When brain-dead donors are moved from the hospital to an independent, freestanding facility dedicated to organ recovery, it is easier to obtain organs from deceased organ donors and it costs much less.
"These findings suggest the potential to save more lives through organ donation," said the study's lead author, Majella Doyle, MD, FACS, a transplant surgeon and associate professor of surgery at Washington University School of Medicine, St. Louis.
Traditionally, when the family of a person declared brain-dead consents to organ donation, the process of checking and maintaining the health of the eligible donor's vital organs until transplant surgeons are able to remove them occurs in the donor's hospital.
"It takes pressure off busy hospitals, where long waits for operating rooms are common. There is no chance at this dedicated facility that an emergency trauma patient will come in and delay the organ recovery team." The study evaluated six years of data from the nation's first standalone organ recovery facility, located in St. Louis and owned and operated by Mid-America Transplant (formerly Mid America Transplant Services).1 One of 58 federally designated organ procurement organizations (OPO), in the U.S., Mid-America Transplant is a nonprofit organization that recovers donor organs in eastern Missouri, southern Illinois, and northeast Arkansas.
In the U.S., after obtaining consent for organ donation, all OPOs assume all hospital costs related to the donor, including support in the intensive care unit (ICU), imaging and testing of the organs to determine their health, and operating room (OR) charges during organ recovery. Mid-America Transplant's freestanding dedicated organ recovery facility, completed in 2008, has an ICU, two ORs, lab services, and a cardiac catheterization lab to look at donor heart vessels, according to the study authors, who include employees of the St. Louis-based OPO.
Specially trained critical care nurses are responsible for donor management, and have access to a critical care physician/medical director and local physician specialists for consultation as needed. Digitally transmitted imaging tests and pathology slides of liver and kidney biopsies facilitate evaluation of the organs by consultants and organ recipients' transplant surgeons.

▸ **DATA LISTING**
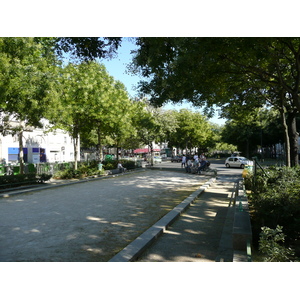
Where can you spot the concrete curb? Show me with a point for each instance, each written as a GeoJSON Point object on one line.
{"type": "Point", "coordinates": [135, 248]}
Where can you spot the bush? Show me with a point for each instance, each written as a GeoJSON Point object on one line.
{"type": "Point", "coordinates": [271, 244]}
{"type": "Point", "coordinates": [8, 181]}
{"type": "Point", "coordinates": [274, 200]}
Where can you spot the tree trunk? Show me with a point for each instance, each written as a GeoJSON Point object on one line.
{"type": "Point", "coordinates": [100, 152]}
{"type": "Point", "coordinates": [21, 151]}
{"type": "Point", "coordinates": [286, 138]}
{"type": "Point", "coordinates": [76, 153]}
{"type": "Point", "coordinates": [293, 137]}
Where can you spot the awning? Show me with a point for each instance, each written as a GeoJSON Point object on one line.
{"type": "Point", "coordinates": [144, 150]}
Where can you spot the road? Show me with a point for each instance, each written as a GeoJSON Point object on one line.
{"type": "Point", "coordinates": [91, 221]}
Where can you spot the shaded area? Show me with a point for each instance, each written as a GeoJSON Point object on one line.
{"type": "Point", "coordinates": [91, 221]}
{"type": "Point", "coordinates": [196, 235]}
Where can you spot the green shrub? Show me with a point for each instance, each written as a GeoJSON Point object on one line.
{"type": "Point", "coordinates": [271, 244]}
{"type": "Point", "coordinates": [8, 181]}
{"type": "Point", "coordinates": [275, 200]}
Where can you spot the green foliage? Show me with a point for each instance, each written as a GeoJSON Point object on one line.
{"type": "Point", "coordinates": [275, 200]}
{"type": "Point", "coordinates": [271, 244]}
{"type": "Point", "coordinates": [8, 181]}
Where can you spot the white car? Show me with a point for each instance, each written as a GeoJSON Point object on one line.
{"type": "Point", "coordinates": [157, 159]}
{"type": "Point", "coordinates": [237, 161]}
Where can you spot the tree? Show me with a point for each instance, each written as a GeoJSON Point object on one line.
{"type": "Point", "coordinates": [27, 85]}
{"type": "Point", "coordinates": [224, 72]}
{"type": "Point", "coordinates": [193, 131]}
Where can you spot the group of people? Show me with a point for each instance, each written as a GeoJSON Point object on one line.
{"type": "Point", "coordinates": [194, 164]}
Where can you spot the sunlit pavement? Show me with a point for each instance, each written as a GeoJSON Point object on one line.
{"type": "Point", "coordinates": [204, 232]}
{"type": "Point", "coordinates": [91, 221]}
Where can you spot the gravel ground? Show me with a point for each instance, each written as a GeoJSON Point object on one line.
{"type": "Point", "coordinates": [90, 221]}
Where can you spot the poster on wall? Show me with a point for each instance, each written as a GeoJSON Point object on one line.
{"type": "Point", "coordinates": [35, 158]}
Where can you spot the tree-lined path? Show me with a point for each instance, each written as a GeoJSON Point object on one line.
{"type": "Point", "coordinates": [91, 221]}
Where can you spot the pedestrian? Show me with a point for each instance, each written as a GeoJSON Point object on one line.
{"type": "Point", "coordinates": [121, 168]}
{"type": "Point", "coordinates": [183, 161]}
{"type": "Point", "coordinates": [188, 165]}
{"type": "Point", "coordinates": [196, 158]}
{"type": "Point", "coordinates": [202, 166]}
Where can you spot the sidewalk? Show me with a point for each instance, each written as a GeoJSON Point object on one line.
...
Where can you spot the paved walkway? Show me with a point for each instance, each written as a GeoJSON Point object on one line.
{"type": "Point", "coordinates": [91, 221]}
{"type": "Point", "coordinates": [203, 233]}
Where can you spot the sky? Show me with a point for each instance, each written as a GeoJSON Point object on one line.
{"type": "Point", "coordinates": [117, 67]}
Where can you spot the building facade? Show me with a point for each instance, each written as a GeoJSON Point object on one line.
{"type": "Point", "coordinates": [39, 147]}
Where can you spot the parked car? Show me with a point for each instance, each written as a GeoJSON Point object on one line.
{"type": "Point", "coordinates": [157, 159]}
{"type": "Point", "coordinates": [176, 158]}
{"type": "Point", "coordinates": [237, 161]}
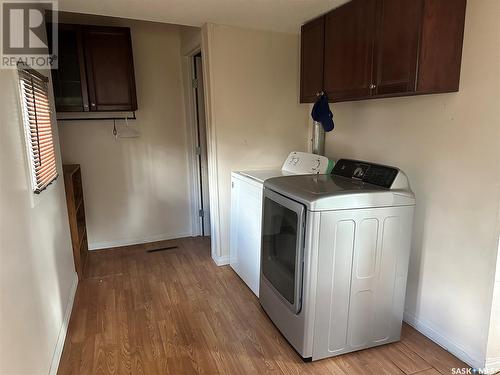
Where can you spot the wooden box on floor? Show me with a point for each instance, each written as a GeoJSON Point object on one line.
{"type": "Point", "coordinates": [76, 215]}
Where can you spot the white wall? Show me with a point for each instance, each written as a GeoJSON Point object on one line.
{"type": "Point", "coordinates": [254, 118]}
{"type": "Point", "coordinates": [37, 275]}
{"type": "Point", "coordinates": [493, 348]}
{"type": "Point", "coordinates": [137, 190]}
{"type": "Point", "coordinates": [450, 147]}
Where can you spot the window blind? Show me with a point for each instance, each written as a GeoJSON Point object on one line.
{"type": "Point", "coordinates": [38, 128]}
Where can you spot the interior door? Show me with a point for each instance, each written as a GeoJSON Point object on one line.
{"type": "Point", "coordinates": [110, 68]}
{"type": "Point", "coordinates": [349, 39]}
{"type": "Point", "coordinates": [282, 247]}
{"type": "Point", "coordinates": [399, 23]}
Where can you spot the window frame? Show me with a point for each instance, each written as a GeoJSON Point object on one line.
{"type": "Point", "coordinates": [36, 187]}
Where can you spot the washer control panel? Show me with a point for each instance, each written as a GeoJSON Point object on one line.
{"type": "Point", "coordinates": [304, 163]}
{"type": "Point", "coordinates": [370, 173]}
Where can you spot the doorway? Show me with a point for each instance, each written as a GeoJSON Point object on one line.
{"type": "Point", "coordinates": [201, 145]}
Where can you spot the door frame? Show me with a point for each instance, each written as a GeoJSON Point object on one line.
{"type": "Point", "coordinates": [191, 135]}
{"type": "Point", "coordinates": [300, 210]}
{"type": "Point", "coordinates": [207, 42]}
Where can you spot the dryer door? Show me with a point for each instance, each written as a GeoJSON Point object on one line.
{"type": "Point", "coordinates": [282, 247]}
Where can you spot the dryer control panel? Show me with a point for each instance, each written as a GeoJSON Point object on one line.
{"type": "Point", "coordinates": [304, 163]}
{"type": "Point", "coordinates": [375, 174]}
==
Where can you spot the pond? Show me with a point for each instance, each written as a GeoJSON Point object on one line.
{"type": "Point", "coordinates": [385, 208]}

▸ **WHAT THE EXERCISE ASKS**
Write what comes next in the passage about the freestanding organ recovery facility in St. Louis, picking up after its last sentence.

▸ **TASK OUTPUT**
The study involved 963 organ donors from 2009 to 2014.
Of these, 766 donors were transferred by air or ground transportation to Mid-America Transplant's facility within hours after declaration of brain death.
Most (113) of the other 197 donors died when their heart stopped, called donation after cardiac death. Because these donors were not brain-dead, they were not eligible for transfer, so their organ recovery occurred at their hospitals of origin, Dr. Doyle explained.
In the study analysis, the investigators compared these donors and 84 nontransferred brain-dead donors with transferred donors.
Donor management and organ recovery performed at the independent facility reportedly cost the OPO half as much as what it paid the hospitals in recovery costs for donors kept at the hospital. Average per-donor cost for organ recovery, as reported by the researchers, was $33,161 at the hospital.
The cost for recovery at the OPO-owned facility, including transportation, supplies, and personnel, was $16,153 per donor. "The use of nurse specialists, which reduces the need for onsite physicians, helps to lower costs," said Dr. Doyle, who has no affiliation with Mid-America Transplant. The substantial cost savings that can be achieved with the new approach is important at a time when proposed national redistricting of organ allocation may raise costs of organ acquisition, according to Dr. Doyle. She said the OPO was able to pass along savings to the organ recipients.
According to Mid-America Transplant, its median organ acquisition charge (what it charges the recipient) in 2014 was 16 percent less than the average (median) and 7 percent lower than the next lowest acquisition charge among the other OPOs in the Midwest.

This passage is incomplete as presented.